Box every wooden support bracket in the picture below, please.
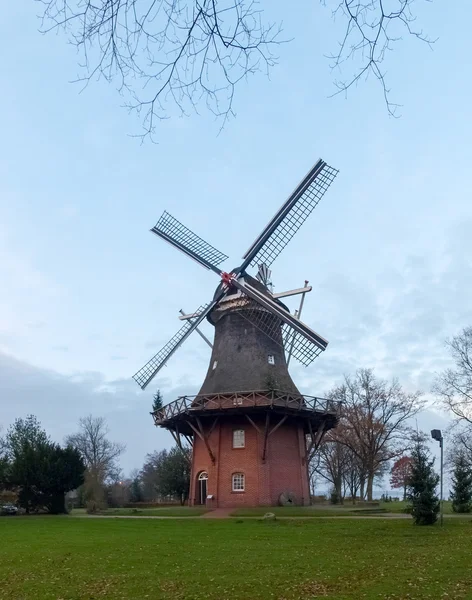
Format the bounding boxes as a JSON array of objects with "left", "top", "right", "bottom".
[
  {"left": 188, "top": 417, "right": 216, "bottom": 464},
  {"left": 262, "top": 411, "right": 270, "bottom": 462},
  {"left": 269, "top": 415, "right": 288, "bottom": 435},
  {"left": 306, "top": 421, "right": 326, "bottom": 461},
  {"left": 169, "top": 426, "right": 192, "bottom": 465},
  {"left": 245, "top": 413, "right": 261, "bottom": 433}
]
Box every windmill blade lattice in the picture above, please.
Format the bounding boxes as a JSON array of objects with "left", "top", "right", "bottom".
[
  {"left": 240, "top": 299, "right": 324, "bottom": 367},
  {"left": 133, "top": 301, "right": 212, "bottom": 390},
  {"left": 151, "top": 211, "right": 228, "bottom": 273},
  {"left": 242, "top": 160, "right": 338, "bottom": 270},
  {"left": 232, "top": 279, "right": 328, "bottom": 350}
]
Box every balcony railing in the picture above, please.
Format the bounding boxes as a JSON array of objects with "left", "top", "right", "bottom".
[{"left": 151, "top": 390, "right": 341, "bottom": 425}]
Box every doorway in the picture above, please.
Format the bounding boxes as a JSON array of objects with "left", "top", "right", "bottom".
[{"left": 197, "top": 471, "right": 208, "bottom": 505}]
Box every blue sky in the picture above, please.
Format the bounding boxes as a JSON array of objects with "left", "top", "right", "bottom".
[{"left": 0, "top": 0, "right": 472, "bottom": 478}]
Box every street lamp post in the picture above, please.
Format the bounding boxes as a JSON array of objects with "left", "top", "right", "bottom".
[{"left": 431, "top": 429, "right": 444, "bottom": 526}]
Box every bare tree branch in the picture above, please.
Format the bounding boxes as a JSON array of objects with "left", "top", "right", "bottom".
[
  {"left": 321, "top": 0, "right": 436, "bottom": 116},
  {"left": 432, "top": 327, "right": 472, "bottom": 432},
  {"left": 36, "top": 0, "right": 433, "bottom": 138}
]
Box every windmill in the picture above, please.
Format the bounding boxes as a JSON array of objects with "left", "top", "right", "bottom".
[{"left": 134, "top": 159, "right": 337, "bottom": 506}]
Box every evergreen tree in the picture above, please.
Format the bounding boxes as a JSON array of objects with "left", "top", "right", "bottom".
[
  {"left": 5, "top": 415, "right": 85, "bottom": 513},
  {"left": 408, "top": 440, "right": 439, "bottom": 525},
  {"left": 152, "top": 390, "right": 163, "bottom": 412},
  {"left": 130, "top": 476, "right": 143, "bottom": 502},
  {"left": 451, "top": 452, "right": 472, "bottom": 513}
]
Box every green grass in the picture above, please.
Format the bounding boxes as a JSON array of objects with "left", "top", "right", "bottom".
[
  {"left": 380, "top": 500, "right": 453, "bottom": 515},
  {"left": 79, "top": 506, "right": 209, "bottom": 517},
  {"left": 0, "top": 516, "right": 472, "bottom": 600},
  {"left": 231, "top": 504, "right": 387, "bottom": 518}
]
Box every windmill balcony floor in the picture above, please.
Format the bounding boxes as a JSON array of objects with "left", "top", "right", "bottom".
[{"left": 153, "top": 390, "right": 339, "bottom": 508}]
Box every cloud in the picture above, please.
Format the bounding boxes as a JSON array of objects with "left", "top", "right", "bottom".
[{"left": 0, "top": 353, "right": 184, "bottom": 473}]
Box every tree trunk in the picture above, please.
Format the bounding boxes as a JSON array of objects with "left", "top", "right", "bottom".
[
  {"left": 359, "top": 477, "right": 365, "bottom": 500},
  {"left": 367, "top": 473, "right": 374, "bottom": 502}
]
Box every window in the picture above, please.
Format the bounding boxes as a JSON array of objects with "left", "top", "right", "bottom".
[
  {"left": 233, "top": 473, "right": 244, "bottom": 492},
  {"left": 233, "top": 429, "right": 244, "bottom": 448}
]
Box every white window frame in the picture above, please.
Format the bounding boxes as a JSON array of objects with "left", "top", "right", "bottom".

--

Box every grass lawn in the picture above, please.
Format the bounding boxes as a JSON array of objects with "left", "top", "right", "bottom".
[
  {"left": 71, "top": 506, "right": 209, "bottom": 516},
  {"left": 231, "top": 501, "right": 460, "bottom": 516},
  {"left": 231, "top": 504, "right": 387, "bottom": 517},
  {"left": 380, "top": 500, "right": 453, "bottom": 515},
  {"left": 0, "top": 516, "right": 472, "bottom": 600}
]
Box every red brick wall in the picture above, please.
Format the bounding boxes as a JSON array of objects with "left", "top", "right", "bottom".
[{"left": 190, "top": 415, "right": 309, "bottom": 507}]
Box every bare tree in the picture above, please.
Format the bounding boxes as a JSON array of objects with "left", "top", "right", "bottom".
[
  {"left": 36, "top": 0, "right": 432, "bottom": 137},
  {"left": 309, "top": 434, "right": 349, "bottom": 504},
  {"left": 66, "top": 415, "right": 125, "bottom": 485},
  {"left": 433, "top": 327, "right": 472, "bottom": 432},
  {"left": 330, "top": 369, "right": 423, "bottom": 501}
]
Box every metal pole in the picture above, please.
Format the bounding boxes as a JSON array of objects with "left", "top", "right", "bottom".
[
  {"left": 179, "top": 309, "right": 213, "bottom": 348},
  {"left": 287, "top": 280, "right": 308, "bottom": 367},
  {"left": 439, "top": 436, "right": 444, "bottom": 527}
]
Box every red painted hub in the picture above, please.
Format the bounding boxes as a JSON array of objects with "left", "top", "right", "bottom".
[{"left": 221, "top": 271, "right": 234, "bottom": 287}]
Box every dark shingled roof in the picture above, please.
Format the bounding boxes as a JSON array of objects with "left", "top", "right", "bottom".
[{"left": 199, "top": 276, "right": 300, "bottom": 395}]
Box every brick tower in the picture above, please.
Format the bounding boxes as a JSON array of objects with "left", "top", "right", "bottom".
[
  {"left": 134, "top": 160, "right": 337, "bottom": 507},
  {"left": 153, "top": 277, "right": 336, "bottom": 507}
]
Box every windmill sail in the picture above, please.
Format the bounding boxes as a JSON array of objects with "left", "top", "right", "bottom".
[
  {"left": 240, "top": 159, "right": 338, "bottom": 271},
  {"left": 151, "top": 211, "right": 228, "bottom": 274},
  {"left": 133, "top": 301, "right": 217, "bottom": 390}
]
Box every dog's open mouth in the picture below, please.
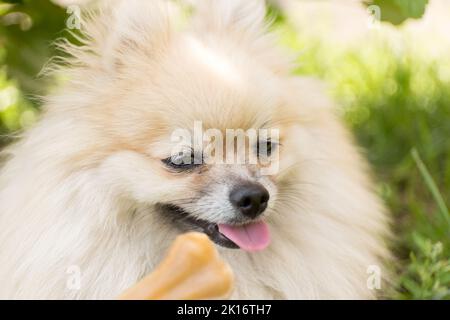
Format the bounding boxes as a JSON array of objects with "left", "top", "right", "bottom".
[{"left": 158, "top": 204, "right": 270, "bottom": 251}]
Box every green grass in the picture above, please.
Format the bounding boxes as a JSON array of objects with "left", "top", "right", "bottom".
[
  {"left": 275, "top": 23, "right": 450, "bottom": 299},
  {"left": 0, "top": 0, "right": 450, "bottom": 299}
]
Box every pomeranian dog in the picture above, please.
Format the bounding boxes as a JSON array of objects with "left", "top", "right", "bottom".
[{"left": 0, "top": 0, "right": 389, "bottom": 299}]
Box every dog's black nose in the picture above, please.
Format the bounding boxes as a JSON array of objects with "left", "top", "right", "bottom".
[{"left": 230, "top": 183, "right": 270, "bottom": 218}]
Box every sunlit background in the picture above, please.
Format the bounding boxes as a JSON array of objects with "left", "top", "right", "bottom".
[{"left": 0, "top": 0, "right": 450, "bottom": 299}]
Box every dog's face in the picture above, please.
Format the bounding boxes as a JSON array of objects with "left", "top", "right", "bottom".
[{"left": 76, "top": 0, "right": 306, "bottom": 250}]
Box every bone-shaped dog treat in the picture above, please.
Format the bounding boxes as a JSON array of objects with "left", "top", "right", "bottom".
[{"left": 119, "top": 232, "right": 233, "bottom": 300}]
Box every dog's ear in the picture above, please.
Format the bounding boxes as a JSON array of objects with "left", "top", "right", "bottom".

◆ The task: Pull out every line of the material above that contains the string "window", treating uppercase and lowercase as different.

◆ Answer to this exercise:
Box every window in the picture above, please.
Box every white window frame in the picture above, please.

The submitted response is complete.